■ **Record list**:
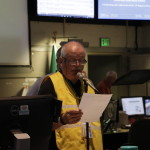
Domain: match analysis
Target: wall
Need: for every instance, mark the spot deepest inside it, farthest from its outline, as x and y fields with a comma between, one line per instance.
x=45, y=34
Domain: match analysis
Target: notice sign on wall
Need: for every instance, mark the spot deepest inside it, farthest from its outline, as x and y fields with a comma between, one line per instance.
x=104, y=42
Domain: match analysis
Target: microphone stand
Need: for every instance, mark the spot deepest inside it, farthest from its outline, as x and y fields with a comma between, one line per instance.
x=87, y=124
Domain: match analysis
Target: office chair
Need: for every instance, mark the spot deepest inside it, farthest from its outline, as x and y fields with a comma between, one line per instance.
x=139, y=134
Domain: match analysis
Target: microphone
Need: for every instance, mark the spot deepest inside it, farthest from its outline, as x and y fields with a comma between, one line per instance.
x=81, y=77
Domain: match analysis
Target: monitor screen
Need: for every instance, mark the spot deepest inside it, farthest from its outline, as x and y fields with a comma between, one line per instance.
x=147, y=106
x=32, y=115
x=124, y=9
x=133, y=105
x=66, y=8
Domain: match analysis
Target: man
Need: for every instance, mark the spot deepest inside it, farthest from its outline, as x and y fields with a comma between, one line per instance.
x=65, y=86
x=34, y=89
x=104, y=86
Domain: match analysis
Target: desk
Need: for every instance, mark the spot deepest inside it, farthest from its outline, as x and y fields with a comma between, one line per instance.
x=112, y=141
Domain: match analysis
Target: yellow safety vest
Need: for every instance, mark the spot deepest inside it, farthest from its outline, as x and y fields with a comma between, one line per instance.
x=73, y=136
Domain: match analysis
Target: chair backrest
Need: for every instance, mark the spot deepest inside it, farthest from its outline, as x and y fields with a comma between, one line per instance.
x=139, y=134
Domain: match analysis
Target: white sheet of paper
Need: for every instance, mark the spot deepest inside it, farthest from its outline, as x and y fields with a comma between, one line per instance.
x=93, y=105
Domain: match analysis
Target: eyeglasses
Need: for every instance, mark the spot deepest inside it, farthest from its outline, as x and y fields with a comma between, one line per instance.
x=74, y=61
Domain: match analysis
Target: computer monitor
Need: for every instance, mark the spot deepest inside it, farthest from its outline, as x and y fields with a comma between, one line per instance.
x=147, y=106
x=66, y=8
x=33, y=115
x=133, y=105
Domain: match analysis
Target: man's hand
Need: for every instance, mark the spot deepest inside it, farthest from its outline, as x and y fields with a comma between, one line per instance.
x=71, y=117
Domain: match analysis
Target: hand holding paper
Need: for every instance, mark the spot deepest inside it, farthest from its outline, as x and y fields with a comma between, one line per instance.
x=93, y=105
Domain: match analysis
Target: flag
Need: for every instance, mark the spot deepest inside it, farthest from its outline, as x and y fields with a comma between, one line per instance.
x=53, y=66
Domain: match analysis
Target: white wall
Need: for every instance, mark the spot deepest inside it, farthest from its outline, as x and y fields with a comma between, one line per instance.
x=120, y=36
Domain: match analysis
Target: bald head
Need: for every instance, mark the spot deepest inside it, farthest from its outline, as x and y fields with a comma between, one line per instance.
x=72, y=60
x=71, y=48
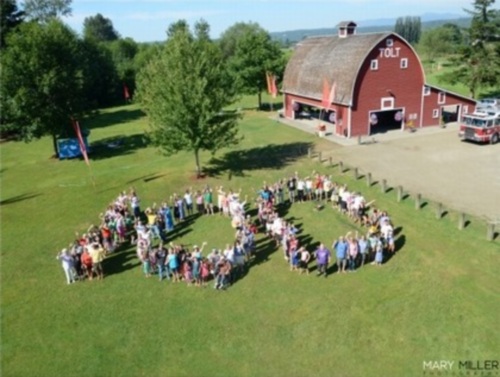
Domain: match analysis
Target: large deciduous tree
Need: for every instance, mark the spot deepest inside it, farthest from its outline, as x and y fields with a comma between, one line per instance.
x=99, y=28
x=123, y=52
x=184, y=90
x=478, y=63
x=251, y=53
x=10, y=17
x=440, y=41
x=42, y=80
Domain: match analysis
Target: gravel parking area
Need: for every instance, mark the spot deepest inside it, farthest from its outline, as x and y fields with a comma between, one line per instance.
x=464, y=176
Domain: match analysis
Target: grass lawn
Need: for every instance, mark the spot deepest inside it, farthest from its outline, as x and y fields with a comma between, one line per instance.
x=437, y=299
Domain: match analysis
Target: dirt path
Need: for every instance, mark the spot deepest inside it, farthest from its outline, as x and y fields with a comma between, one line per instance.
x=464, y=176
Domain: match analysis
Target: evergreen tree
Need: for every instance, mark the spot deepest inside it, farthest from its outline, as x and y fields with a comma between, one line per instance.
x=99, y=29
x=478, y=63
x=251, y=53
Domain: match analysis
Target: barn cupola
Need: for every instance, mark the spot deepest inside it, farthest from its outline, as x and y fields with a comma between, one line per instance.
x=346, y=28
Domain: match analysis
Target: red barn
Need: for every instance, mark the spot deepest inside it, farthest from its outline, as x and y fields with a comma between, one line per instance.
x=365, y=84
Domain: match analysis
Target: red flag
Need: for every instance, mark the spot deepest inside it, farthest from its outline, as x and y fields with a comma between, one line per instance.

■ **Objective**:
Pull out every line in the entries above that contains the string "chair", and copy each such line in full. Case counts when matching.

■ **Worked answer**:
Target: office chair
Target: chair backrest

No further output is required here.